▶ [Problem to work on]
Rewrite the entries below as a JSON list of strings, one string per line, with blank lines left out. Leave the pictures out of the answer.
..........
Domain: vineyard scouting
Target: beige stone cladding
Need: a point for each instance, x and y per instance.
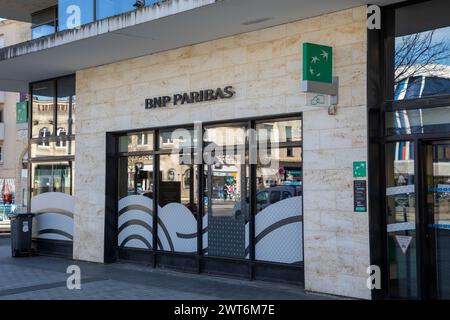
(265, 69)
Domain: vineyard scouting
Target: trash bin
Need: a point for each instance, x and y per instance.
..........
▶ [In response]
[
  "Domain: vineyard scouting",
  "Target: beige stone cladding",
  "Need: a point for each instance, x and y per instance.",
  "(265, 69)",
  "Domain: vineyard scouting",
  "Target: trash bin",
  "Need: a point for each instance, x and y per instance."
]